▶ TEXTE DE LA PAGE:
┌──
Un militaire doit pouvoir se mouvoir de manière aisée et la streetwear profite de plus en plus de cette approche pour aboutir à des vêtements forcément très sombres car cherchant avant tout à se focaliser sur la silhouette.
La récupération, au sens le plus large possible, de la « silhouette » militaire accompagne bien entendu le principe toujours plus marquant comme quoi les habits doivent être adaptés à sa morphologie. Avec l’énorme choix disponible désormais, impossible d’être habillé comme un sac à patates, ou alors c’est un choix, un no-look qui peut avoir sa validité.
Il va de soi également qu’il faut procéder à des contournements et il y a ici une contradiction explosive. Car les pantalons de Stone Island ont du style, mais à 300 euros, ce n’est juste pas possible. Et pourtant… Dans les faits, rien qu’avec cette question de l’accès aux habits stylés il devrait déjà y avoir une rébellion de la jeunesse prônant le socialisme !
Stone Island reprend d’ailleurs, comme d’autres marques ayant compris le principe comme Fila bien sûr, le principe du backpack. Un sac à dos c’est trop gros, un backpack souple et moins gros comme il en existe chez les militaires, c’est par contre tout à fait convainquant.
Il est bien entendu inévitable ici de parler de GR-Uniforma, un projet parallèle du Russe Gosha Rubchinskiy, qui va avec un groupe de musique.
https://soundcloud.com/user-636996411/hardcore
Le travail réalisé avec Diesel est très réussi car il ne donne pas un ton trop « militaro », ce qui est tout de même le gros travers possible de cette approche (et qui donne les habits de type warcore).
Tout cela est entièrement inaccessible de par les prix. Pourtant on ne fera pas croire que cette belle veste d’Yves Saint-Laurent ne pourrait pas être produit en masse et vendu autre chose que 2000 euros…
L’approche d’Yves Saint-Laurent est en tout cas à rebours de l’approche puisant dans le « militaire » et il faut regarder vers la techwear pour avoir un esprit plus conforme à la démarche. L’idée est simple : l’habit fait le moine, non pas dans une logique esthétique, mais dans une démarche utilitariste (isolement thermique, résistance à l’eau, poches nombreuses, respiration).
└──
▶ DONNÉES EXTRAITES:
┌──
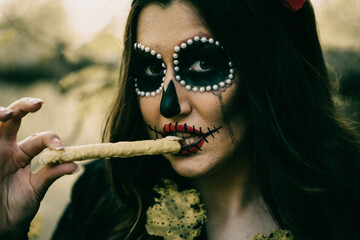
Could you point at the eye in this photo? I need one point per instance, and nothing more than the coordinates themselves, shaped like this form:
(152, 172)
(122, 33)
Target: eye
(153, 70)
(201, 66)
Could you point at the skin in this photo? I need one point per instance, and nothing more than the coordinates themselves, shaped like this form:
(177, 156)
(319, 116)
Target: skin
(221, 169)
(21, 191)
(199, 109)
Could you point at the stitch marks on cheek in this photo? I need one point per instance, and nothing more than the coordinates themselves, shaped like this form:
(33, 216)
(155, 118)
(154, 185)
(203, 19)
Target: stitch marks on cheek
(193, 138)
(226, 120)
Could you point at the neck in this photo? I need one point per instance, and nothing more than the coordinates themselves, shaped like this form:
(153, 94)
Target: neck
(234, 209)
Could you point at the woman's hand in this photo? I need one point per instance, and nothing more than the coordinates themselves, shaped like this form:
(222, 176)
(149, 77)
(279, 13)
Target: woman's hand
(20, 190)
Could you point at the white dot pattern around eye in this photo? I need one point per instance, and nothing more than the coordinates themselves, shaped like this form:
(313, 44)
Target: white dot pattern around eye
(146, 49)
(222, 84)
(226, 82)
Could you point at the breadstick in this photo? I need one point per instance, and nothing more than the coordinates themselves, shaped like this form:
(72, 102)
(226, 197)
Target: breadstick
(168, 145)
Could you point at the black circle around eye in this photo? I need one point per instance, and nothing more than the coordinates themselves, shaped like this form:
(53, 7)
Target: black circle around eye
(153, 70)
(202, 64)
(149, 77)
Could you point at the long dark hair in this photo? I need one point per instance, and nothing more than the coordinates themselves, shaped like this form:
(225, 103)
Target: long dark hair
(305, 157)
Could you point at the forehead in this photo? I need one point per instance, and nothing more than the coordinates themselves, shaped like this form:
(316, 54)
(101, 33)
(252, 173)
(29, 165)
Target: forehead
(161, 27)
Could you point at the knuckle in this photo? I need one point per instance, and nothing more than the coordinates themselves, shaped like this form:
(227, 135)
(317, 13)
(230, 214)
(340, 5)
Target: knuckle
(34, 135)
(50, 134)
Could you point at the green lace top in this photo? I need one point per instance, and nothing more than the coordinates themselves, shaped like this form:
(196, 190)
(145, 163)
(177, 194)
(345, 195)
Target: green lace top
(181, 215)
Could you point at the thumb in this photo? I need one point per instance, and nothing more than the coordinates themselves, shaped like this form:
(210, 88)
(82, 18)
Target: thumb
(43, 179)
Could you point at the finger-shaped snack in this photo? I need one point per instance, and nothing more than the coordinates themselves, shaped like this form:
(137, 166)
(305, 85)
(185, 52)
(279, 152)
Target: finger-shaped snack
(168, 145)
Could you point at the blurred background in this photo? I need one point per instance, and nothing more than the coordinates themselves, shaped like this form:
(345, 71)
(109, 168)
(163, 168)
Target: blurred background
(68, 53)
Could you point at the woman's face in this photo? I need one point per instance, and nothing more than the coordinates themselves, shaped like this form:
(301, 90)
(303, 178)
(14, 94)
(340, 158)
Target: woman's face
(187, 86)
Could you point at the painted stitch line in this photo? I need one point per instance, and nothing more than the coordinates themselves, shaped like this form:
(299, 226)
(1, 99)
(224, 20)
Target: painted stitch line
(158, 56)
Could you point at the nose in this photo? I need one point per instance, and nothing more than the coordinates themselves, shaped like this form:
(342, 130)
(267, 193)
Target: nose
(169, 105)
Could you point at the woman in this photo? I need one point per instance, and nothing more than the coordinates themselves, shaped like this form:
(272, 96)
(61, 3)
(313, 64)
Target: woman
(245, 84)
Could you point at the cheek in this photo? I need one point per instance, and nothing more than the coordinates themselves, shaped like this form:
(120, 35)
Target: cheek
(150, 110)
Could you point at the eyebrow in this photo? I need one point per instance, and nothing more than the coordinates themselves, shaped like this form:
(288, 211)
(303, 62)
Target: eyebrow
(200, 35)
(142, 56)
└──
▶ VOTRE CONSIGNE: Selon le texte de la page, de qui GR-Uniforma est-il un projet parallèle ?

▶ VOTRE RÉPONSE: Du Russe Gosha Rubchinskiy.